> [Objective a] Count the lines in the records below that contain the string "yellow", and give only that number.
○ ○ ○
Loan Default Prediction

This website showcases our final project for FIN 377 - Data Science for Finance course at Lehigh University.

Introduction / Proposal
Methodology
Analysis
About the Team

Introduction / Proposal

The big question that we are trying to answer in our project is “How effectively can we use macroeconomic in conjunction with ordinary risk factors to effectively predict loan defaults?”. Specifically, we will look at problems such as:

How do macroeconomic factors such as unemployment rates, that vary based on geography, relate to and effectively predict loan defaults within that region?
How do broad market conditions, such as inflation and changes in inflation, relate to and help predict loan defaults?
How do individual loan metrics such as LTV, interest rate, loan term, and loan amount relate to and predict loan defaults?
How does an individuals income, compared to the state median/mean gross income, relate to and predict loan deafults?
Our project will compare the performance of a baseline model that uses the variables in the base dataset to predict loan defaults with a model that uses additional macroeconomic variables discussed above. We will evaluate how well adding this external data to the model improves the variables, and carryout additional analysis on how these external variables affect the results (which help the least/most).
○ ○ ○
> [Objective b] Reproduce the loan default project page above word for word, from "How do macroeconomic" to "and predict loan defaults?".

(Coordinate labeling data)
○ ○ ○
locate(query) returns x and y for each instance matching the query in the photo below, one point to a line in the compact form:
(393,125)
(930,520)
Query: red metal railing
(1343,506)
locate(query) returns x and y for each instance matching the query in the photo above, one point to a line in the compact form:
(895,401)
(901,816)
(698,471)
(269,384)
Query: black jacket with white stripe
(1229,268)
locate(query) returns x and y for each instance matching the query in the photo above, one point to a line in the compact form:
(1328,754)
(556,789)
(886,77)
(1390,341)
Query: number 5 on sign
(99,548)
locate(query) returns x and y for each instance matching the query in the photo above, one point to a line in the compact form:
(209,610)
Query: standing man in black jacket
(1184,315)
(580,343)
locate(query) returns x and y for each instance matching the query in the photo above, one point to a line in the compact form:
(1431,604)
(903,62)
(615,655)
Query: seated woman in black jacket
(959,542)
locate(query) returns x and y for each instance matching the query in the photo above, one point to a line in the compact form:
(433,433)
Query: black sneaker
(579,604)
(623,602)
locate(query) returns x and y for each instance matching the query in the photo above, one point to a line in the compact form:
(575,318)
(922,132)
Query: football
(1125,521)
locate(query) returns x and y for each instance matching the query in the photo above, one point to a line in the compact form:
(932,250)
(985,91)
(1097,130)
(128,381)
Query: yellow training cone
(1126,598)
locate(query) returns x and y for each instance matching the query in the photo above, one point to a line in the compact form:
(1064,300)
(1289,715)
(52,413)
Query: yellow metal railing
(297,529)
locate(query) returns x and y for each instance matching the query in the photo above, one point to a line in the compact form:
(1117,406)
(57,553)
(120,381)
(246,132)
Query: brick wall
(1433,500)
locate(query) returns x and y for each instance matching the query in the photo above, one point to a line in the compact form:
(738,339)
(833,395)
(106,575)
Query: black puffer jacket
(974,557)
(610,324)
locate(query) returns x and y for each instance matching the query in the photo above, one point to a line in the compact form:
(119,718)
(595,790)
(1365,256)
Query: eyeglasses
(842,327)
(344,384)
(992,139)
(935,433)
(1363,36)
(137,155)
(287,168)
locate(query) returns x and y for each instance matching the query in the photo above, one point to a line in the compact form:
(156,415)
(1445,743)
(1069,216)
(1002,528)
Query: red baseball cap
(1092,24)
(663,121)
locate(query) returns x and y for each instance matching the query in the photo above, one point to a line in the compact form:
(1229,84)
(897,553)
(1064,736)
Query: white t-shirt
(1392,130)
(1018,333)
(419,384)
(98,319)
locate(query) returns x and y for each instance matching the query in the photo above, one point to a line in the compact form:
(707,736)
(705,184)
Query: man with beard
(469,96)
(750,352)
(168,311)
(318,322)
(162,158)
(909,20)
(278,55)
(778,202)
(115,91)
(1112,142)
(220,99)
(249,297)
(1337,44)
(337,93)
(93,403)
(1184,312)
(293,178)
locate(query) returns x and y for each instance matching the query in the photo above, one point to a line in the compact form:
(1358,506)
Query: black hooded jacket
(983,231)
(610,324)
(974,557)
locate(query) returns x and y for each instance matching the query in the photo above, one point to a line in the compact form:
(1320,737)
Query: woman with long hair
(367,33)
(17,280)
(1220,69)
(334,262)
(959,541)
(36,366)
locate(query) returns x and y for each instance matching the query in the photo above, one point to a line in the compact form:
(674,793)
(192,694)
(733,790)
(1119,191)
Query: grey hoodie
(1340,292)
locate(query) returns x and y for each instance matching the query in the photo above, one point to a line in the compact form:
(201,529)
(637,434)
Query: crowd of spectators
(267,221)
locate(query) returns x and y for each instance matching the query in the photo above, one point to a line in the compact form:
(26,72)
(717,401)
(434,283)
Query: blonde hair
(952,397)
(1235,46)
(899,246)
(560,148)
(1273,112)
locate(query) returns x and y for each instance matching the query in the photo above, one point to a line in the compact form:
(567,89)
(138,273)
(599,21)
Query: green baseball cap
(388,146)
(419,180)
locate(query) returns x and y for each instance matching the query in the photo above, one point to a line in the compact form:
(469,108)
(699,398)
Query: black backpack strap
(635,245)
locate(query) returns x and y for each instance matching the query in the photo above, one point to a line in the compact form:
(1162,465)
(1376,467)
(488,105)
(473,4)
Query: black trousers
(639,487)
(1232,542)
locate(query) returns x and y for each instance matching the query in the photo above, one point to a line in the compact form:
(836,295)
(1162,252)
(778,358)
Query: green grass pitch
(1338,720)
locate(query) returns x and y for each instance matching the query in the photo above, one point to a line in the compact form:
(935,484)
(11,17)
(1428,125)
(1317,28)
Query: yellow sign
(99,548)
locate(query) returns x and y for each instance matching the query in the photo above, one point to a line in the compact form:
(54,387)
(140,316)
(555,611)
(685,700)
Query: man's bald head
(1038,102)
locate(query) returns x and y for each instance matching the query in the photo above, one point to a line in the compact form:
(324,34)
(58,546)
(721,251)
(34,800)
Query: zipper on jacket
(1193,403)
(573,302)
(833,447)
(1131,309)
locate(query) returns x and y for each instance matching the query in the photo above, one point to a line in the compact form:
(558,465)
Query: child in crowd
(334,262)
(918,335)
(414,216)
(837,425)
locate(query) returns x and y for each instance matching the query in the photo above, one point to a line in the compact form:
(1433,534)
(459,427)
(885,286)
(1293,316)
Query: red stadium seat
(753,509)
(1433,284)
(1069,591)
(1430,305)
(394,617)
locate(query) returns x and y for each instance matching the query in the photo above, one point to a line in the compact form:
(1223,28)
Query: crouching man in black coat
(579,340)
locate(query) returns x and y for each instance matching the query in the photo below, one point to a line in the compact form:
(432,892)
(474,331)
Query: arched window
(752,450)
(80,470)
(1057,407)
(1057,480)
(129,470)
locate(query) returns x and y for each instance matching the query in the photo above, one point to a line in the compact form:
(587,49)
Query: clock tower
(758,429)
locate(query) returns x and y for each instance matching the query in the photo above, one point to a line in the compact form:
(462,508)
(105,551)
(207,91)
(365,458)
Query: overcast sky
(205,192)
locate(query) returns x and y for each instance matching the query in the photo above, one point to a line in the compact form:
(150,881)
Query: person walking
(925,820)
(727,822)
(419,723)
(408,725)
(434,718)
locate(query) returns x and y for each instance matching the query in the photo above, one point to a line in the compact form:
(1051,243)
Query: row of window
○ ○ ○
> [Answer a] 3

> [Answer b]
How do macroeconomic factors such as unemployment rates, that vary based on geography, relate to and effectively predict loan defaults within that region?
How do broad market conditions, such as inflation and changes in inflation, relate to and help predict loan defaults?
How do individual loan metrics such as LTV, interest rate, loan term, and loan amount relate to and predict loan defaults?